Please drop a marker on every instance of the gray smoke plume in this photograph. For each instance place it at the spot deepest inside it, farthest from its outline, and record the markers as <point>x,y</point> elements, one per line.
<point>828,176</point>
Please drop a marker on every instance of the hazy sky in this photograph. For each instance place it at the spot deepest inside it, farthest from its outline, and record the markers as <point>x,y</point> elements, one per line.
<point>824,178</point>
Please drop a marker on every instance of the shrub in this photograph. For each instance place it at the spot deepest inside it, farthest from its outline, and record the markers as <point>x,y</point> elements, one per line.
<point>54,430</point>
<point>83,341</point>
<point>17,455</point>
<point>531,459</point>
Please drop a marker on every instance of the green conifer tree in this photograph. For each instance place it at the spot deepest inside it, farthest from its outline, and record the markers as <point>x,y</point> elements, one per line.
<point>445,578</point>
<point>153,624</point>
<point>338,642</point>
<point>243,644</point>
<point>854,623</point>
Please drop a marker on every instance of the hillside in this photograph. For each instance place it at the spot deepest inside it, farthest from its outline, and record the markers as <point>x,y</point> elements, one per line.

### Aim of the task
Return the listing. Match it exactly.

### Finished exercise
Please drop a marker on every instance of the gray smoke plume in this photograph. For each instance place it at the spot deepest inside it, farthest from its outline, and record the markers as <point>x,y</point> elements, one per line.
<point>828,176</point>
Please drop a marker on every instance of the hazy sky in this photograph. For each instance place it at the spot deepest inside it, farthest from its outline, and record the markers as <point>x,y</point> elements, one per line.
<point>824,178</point>
Please drop a marker on every instance of the shrub in this photograph. For each instance place it at the spot deepest inside it, farthest from its outline, and record the markers as <point>x,y</point> elements, one per line.
<point>54,430</point>
<point>83,341</point>
<point>17,455</point>
<point>531,459</point>
Please drop a marker on every instance of the green conifer tree in this photograph. For each instance place it at the spot deepest inside it, farthest from its outline, and record the markers as <point>x,y</point> elements, one per line.
<point>445,578</point>
<point>153,624</point>
<point>338,642</point>
<point>243,644</point>
<point>854,623</point>
Please drop a marker on every instance of the hillside in this photograph. For each instance place it at the spot deepest inside it, farthest from its outline, and record the markers as <point>x,y</point> elements, one per line.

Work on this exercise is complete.